# [PASSAGE FOR REVIEW]
━━━━━━━━━━━━━━━━

How I Turned 6 Cognitive Science Principles Into an AI Agent That Builds Obsidian Vaults

Eason XUE — Wed, 20 May 2026 01:51:19 +0000

In 30 years, computers got 100x faster. Our learning method stayed the same: read → highlight → re-read → forget → re-read again.

I shared with EMBA students who have to digest hundreds of pages of materials every month — textbooks, case studies, industry reports. They have demanding jobs, families, and a finite number of hours. The ones who fall behind aren't less capable. They just don't have a system.

A few months ago I found a way to break that cycle. It combines a century-old insight about how knowledge works with modern AI. I open-sourced the result as VaultForge.

This is the story of what it does and how it's built.

The Method Was Always There — But It Had Two Bottlenecks

Management consultants face the same problem my audience do. When a consulting firm lands a client in an unfamiliar industry, they have one week to get smart enough to talk to senior executives. They can't read everything. So they don't try.

They do three things:

Build a framework first — map out what dimensions matter before reading
Define boundaries — know what they don't need to know, and actively search for knowledge and information around a few core questions, building connections between knowledge and real-world problems
Find experts — get someone to pinpoint the core consensus, debates and unknowns in 60 minutes, so you aren't limited by readily available knowledge but stand at the industry frontier to explore its direction and boundaries

Cognitive science backs this up. Passive re-reading creates familiarity, not memory. Active retrieval — explaining, questioning, connecting — is 3-5x more effective.

And then there's Niklas Luhmann. The German sociologist wrote 70 books and 400+ papers using 90,000 index cards. His secret wasn't intelligence. It was connection. Every card linked to others. Ideas fermented over years. He said he didn't think first and then write — he wrote to discover what he was thinking.

That's the zettelkasten method, formalized as digital tools like Obsidian.

But here's the problem. The consulting method requires access to experts and years of framework-building practices. Luhmann's system requires a lifetime of manual card maintenance. Both are inaccessible to normal people with normal schedules.

Two bottlenecks that AI could break.

━━━━━━━━━━━━━━━━

(Data drawn from a dataset)

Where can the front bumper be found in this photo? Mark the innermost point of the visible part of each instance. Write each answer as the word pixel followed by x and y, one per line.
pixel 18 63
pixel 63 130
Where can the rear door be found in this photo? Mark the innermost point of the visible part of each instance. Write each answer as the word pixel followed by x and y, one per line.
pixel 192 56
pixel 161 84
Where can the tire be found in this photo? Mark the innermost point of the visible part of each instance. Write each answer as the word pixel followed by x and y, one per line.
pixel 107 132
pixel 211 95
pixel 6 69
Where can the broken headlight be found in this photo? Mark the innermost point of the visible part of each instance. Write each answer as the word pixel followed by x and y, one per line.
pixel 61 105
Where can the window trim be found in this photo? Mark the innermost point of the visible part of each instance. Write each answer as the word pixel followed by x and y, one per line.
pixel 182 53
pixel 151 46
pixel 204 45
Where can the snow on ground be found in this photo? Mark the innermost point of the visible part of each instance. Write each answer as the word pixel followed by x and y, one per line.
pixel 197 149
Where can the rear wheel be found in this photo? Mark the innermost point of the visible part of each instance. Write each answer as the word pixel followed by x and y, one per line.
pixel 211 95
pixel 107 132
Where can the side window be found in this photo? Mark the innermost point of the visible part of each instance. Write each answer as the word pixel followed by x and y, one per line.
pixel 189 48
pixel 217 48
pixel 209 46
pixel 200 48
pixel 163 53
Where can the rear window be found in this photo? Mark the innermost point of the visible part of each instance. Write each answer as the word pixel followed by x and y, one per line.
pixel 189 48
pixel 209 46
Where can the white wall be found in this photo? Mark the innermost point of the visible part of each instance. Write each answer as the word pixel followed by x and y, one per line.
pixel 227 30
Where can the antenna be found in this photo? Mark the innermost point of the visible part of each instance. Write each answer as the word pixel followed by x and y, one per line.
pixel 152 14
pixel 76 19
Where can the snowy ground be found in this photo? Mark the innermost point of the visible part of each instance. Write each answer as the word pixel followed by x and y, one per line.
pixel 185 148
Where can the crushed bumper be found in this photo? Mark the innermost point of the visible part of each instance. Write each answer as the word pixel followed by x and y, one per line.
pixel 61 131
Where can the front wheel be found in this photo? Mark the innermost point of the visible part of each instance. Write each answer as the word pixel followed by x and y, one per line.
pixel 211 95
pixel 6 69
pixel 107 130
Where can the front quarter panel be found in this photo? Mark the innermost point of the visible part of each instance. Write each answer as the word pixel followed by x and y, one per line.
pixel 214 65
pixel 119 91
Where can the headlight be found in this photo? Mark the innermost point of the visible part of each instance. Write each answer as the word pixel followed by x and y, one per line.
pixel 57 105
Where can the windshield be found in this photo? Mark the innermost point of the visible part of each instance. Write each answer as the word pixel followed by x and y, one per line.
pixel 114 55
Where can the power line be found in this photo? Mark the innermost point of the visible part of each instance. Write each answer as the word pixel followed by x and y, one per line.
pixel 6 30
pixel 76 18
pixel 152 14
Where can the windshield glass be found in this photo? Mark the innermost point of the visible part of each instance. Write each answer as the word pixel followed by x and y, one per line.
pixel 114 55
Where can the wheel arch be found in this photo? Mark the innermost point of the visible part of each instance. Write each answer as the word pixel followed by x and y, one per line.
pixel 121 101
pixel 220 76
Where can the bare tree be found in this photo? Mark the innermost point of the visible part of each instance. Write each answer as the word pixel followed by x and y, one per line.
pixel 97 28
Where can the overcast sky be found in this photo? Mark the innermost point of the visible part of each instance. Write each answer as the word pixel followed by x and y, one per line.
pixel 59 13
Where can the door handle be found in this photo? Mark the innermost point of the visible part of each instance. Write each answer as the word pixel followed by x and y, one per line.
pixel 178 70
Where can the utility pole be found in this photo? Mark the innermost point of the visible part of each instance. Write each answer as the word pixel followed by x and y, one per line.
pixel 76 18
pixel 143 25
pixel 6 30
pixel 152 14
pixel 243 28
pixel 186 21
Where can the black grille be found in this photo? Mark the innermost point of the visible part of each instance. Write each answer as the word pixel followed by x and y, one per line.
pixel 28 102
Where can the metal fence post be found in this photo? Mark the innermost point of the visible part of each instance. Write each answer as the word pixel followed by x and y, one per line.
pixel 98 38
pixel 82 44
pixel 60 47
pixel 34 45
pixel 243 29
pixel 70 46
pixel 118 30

━━━━━━━━━━━━━━━━

# [WORK TO BE COMPLETED]
According to the article on VaultForge, how many index cards did Niklas Luhmann use? The data is material separate from the article on VaultForge.

# [SOLUTION TO THE EXERCISE]
90,000